■ **Task requirements**
Reproduce every line of the items below word for word, leaving out the pictures.

§

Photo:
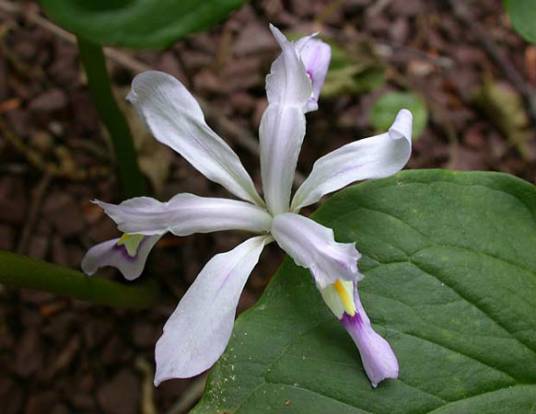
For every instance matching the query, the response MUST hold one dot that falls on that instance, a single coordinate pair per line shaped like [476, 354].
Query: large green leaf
[450, 265]
[137, 23]
[523, 16]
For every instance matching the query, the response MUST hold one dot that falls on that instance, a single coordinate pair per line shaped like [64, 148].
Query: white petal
[375, 157]
[287, 83]
[186, 214]
[315, 55]
[283, 124]
[313, 246]
[175, 119]
[281, 135]
[197, 332]
[116, 254]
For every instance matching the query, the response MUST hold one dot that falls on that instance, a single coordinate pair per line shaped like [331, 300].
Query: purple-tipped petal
[128, 258]
[379, 359]
[315, 55]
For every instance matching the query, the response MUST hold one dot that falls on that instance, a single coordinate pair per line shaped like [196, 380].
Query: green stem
[94, 64]
[23, 272]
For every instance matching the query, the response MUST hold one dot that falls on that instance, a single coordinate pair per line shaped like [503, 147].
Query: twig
[463, 14]
[189, 397]
[240, 135]
[37, 199]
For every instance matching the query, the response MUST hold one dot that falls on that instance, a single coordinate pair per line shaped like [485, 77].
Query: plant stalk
[93, 61]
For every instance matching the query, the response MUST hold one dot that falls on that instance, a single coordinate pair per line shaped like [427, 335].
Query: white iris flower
[199, 329]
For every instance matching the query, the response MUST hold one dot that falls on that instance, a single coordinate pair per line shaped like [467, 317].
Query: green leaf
[523, 16]
[137, 23]
[450, 269]
[387, 106]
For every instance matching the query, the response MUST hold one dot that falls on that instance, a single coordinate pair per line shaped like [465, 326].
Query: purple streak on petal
[315, 56]
[379, 360]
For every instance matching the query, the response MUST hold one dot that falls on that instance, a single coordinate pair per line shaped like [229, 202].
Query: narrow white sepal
[199, 329]
[283, 124]
[185, 214]
[176, 119]
[315, 55]
[375, 157]
[313, 246]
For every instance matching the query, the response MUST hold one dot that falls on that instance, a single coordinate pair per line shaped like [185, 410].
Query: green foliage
[450, 269]
[353, 71]
[387, 106]
[505, 109]
[137, 23]
[523, 16]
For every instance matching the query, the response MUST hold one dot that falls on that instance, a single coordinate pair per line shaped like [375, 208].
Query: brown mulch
[60, 356]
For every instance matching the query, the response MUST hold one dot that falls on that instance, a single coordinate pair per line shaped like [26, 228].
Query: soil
[59, 355]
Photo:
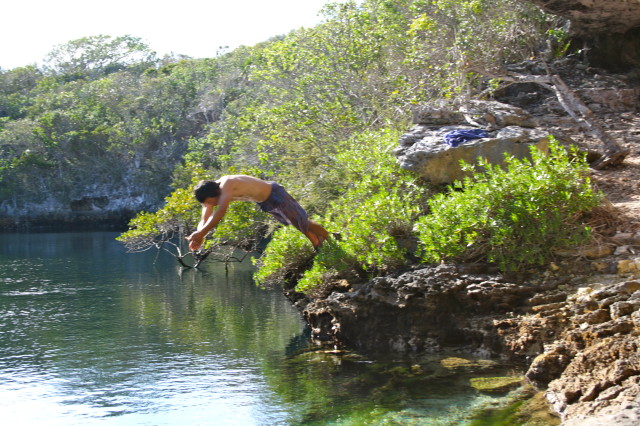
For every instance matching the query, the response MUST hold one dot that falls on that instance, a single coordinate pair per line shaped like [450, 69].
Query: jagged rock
[596, 16]
[495, 384]
[422, 150]
[434, 160]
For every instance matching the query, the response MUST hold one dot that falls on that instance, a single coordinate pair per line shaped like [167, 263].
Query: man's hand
[195, 240]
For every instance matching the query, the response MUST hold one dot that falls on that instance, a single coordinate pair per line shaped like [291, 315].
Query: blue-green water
[92, 335]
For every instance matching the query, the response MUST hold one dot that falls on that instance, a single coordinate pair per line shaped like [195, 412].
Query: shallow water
[91, 334]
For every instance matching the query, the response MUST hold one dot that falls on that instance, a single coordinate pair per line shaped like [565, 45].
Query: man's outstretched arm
[208, 222]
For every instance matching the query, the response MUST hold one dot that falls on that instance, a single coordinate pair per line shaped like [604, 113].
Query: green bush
[373, 216]
[516, 217]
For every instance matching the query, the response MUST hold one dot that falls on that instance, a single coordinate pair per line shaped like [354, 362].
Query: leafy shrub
[288, 254]
[516, 216]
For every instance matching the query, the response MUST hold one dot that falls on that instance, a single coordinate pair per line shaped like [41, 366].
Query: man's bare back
[215, 198]
[244, 188]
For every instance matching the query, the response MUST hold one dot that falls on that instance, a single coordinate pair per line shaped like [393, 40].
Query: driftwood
[614, 153]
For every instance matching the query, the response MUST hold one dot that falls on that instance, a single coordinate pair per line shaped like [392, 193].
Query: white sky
[29, 29]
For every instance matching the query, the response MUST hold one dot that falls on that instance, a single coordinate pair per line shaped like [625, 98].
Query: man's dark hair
[205, 189]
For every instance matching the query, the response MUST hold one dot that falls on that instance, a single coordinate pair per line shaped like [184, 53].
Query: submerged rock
[495, 384]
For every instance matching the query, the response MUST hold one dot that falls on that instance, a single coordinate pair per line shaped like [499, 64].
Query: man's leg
[316, 233]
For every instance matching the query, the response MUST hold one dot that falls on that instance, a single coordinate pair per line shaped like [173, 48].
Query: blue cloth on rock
[284, 208]
[457, 137]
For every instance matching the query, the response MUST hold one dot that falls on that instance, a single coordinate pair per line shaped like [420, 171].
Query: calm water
[92, 335]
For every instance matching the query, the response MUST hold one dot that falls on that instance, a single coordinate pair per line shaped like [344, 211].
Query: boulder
[509, 131]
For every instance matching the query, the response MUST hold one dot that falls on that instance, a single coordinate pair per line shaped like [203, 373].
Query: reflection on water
[89, 334]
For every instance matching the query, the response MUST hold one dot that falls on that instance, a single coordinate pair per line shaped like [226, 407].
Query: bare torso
[244, 188]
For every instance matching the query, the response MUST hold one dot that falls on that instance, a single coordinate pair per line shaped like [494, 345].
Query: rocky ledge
[575, 327]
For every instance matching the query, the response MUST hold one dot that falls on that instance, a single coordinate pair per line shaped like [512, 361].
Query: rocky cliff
[576, 325]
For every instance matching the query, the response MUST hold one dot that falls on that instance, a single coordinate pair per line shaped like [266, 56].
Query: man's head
[205, 189]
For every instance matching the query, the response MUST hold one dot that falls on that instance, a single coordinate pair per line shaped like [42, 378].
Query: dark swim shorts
[284, 208]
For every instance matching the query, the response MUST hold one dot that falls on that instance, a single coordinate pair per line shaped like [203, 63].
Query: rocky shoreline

§

■ **Response for this exercise**
Photo:
For every instance matching the query, the response MUST hold one dot that falls on that instance, a single coordinate pair per line shaped like [476, 354].
Query: large green leaf
[450, 265]
[137, 23]
[523, 16]
For every instance matching the query, the response MUST hold one dot that falls on that instance, a single coordinate pair per line shaped like [64, 148].
Query: white petal
[375, 157]
[287, 83]
[186, 214]
[315, 55]
[283, 124]
[313, 246]
[175, 119]
[281, 135]
[197, 332]
[116, 254]
For every instance matching the query, the response MUST hold one dot that falls on that instance, a single coordinate pair per line shaped like [331, 300].
Query: purple-tipped petal
[128, 258]
[379, 359]
[315, 55]
For every instance matching the query, the response MUST hold one dot that falls on that instance, a single coordinate pair per line shaped like [196, 380].
Query: green stem
[94, 64]
[23, 272]
For every instance matching the query, the response MUST hold one dot that falls on that instance, a single coordinate pair per line shaped like [503, 147].
Query: twig
[463, 14]
[189, 397]
[240, 135]
[37, 199]
For every instance matching the query, the response MUST hold one dot that falls on that instance, a single coordinate pair per line shaped like [485, 77].
Query: plant stalk
[93, 61]
For every instance matching the query, the response MUST hold one dot that falls on that instance, a single coordinate pair per line shaped like [427, 335].
Query: white iris flower
[199, 329]
For every instance matching the query, the response MUST hold one dot that falls on that instance, a single coordinate pair per line shaped like [467, 317].
Query: green leaf
[523, 16]
[137, 23]
[450, 269]
[387, 106]
For every instance matching the query, the response MUST hold one dot that falls on that instance, a single coordinate pair per line shaped like [465, 326].
Query: purple streak on petal
[315, 56]
[379, 360]
For every instance matching the query, the response MUST hold one dot that falls on that instance, a single coordinate pair per line shaped like [229, 202].
Query: narrow white sepal
[199, 329]
[283, 124]
[185, 214]
[176, 119]
[315, 55]
[375, 157]
[313, 246]
For every instance matching the query, the response MUST hold one dot that falls on that instance, a single coordinate pair per line shaped like [185, 410].
Query: green foliage
[450, 269]
[353, 71]
[387, 106]
[505, 109]
[137, 23]
[523, 16]
For every instance matching the query, the response MUST hold one dot that falls on that instance, a single coordinate pair per line shaped like [375, 208].
Query: brown mulch
[60, 356]
For every instance matching the query, the response MUST hold one dot that falls on that instance, a single coordinate pair per line shaped like [26, 228].
Query: soil
[59, 355]
Photo:
For every instance matching the query, the response MUST hold one dot that falls on that instance, a single coordinate pair per line shaped like [450, 69].
Query: jagged rock
[596, 16]
[495, 384]
[422, 150]
[434, 160]
For every instance matching the query, the response MUST hold one dot that falls on that instance, a single coordinate pair per line shaped like [167, 263].
Query: man's hand
[195, 240]
For every instance matching the query, the response MUST hold one dot that falls on that instance, a single coordinate pair per line shaped like [291, 315].
Query: blue-green water
[92, 335]
For every instance matching the query, the response MUST hold one dot that falls on that instance, a single coordinate pair per line shaped like [195, 412].
Query: shallow water
[91, 334]
For every instance matching the query, the response MUST hold one dot that falls on that instance, a single coordinate pair per line shaped like [565, 45].
Query: man's outstretched arm
[208, 222]
For every instance matching the query, the response MUST hold one dot that falls on that instance, a single coordinate pair per line shaped like [604, 113].
Query: green bush
[373, 216]
[516, 217]
For every instance matching the query, the response MUST hold one dot that falls on that instance, a single coordinate pair per line shaped like [354, 362].
Query: leafy shrub
[288, 254]
[516, 216]
For every instance matching the query, the response MUST hold one dot that falls on that instance, a single coordinate pair per line shaped like [41, 366].
Query: man's bare back
[215, 198]
[244, 188]
For every instance matching the query, the response MUST hold one dot that falls on that instance, a single coordinate pair per line shaped like [393, 40].
Query: driftwood
[614, 153]
For every instance matching the query, the response MUST hold one dot that falls on that instance, a single coordinate pair per line shaped like [392, 193].
Query: white sky
[29, 29]
For every instance matching the query, the response MUST hold one dot that falls on that instance, a single coordinate pair per line shaped like [625, 98].
Query: man's dark hair
[205, 189]
For every instance matching the query, the response MUST hold one dot that falls on that instance, a single coordinate pair per line shaped like [184, 53].
Query: submerged rock
[495, 384]
For every instance matching the query, the response MUST hold one dot that falls on that instance, a single coordinate pair per line shaped like [499, 64].
Query: man's leg
[316, 233]
For every instance matching the query, the response MUST hold one dot that falls on that instance, a single coordinate pair per line shaped like [173, 48].
Query: blue cloth on rock
[284, 208]
[457, 137]
For every instance matching the query, the response MUST hold one dot that falls on that instance, a single coordinate pair per line shaped like [420, 171].
Query: calm water
[92, 335]
For every instance matching the query, the response MUST hold one dot that falls on that instance, a single coordinate pair per line shaped like [344, 211].
Query: boulder
[509, 131]
For every instance matching the query, the response MUST hold one dot that falls on that instance, a single coordinate pair per line shaped like [203, 373].
Query: reflection on water
[89, 334]
For every instance matching the query, the response MUST hold one dot that falls on that instance, a single coordinate pair per line shaped like [226, 407].
Query: bare torso
[244, 188]
For every instance matching the query, the response MUST hold one dot that falls on that instance, a single coordinate pair per line shaped like [494, 345].
Query: rocky ledge
[575, 327]
For every instance matching the query, the response MUST hold one dot that falls on that instance, a single coordinate pair per line shaped like [512, 361].
Query: rocky cliff
[576, 325]
For every instance matching the query, the response MUST hold one dot that falls on that instance, a single coordinate pair per line shaped like [266, 56].
Query: man's head
[205, 189]
For every instance matching the query, the response MUST hold one dot that falls on that instance, a single coordinate pair per line shaped like [42, 378].
Query: dark swim shorts
[284, 208]
For every instance matching the query, the response MUST hold one dot that falls on that instance, a single coordinate pair per line shaped like [203, 63].
Query: rocky shoreline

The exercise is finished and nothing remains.